→ Exercise description: An exact restatement is required. Cover only the lines of the records from the first through the line with "positive clicks: (291, 64)", and skip pictures.

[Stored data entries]

=-=-=-=-=

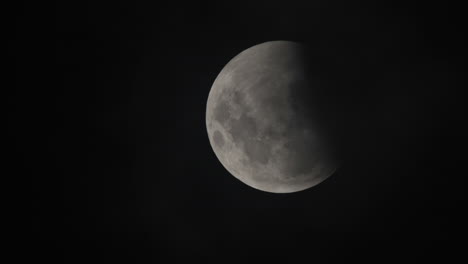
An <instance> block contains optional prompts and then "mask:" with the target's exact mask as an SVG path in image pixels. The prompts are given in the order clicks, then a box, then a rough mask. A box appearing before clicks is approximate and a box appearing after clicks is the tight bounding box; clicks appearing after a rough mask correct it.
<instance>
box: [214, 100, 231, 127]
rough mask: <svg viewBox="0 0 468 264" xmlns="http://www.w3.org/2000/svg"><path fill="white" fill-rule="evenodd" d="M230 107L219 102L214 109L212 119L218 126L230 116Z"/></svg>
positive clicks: (224, 102)
mask: <svg viewBox="0 0 468 264" xmlns="http://www.w3.org/2000/svg"><path fill="white" fill-rule="evenodd" d="M229 110H230V107H229V105H228V103H227V102H226V101H224V100H221V101H220V102H219V103H218V104H217V105H216V107H215V109H214V118H215V120H216V121H218V122H219V123H220V124H224V122H226V121H227V120H228V119H229V118H230V117H231V114H230V112H229Z"/></svg>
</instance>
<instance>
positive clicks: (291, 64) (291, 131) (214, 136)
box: [206, 41, 338, 193]
mask: <svg viewBox="0 0 468 264" xmlns="http://www.w3.org/2000/svg"><path fill="white" fill-rule="evenodd" d="M304 51H305V49H304V47H303V46H302V45H301V44H298V43H295V42H289V41H271V42H266V43H262V44H259V45H256V46H253V47H251V48H249V49H247V50H245V51H243V52H241V53H240V54H239V55H237V56H236V57H234V58H233V59H232V60H231V61H230V62H229V63H228V64H227V65H226V66H225V67H224V68H223V69H222V71H221V72H220V73H219V75H218V76H217V78H216V80H215V81H214V83H213V86H212V88H211V91H210V93H209V96H208V102H207V107H206V127H207V132H208V137H209V141H210V144H211V146H212V148H213V151H214V153H215V154H216V156H217V158H218V159H219V161H220V162H221V164H222V165H223V166H224V167H225V168H226V169H227V170H228V171H229V172H230V173H231V174H232V175H233V176H234V177H236V178H237V179H239V180H240V181H242V182H243V183H245V184H247V185H249V186H251V187H253V188H256V189H258V190H262V191H266V192H272V193H290V192H297V191H301V190H305V189H307V188H310V187H312V186H315V185H317V184H319V183H320V182H322V181H323V180H325V179H326V178H328V177H329V176H330V175H332V174H333V173H334V171H335V170H336V168H337V166H338V162H337V160H336V159H335V158H334V154H333V153H334V150H333V148H332V147H331V146H332V145H331V144H329V143H328V142H329V140H327V138H326V136H325V135H324V134H323V133H322V132H321V129H320V126H319V125H318V124H317V122H316V120H315V117H316V113H314V110H313V109H314V108H313V107H311V106H310V100H309V99H308V97H309V96H310V94H311V93H310V90H311V89H313V82H312V81H311V80H310V77H309V74H307V73H306V70H305V62H304Z"/></svg>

=-=-=-=-=

→ Your response:
An <instance> block contains optional prompts and then "mask:" with the target's exact mask as an SVG path in image pixels. The prompts are given in the order clicks, then a box, then a rough mask. A box appearing before clicks is approximate and a box appearing after clicks is the tight bounding box; clicks appearing after a rough mask correct it.
<instance>
box: [214, 100, 231, 127]
rough mask: <svg viewBox="0 0 468 264" xmlns="http://www.w3.org/2000/svg"><path fill="white" fill-rule="evenodd" d="M230 107L219 102L214 109L212 119L218 126L230 116Z"/></svg>
positive clicks: (224, 102)
mask: <svg viewBox="0 0 468 264" xmlns="http://www.w3.org/2000/svg"><path fill="white" fill-rule="evenodd" d="M229 110H230V107H229V105H228V103H227V102H226V101H224V100H221V101H220V102H219V103H218V104H217V105H216V107H215V109H214V118H215V120H216V121H218V122H219V123H220V124H224V122H226V121H227V120H228V119H229V118H230V117H231V114H230V112H229Z"/></svg>
</instance>
<instance>
positive clicks: (291, 64) (291, 131) (214, 136)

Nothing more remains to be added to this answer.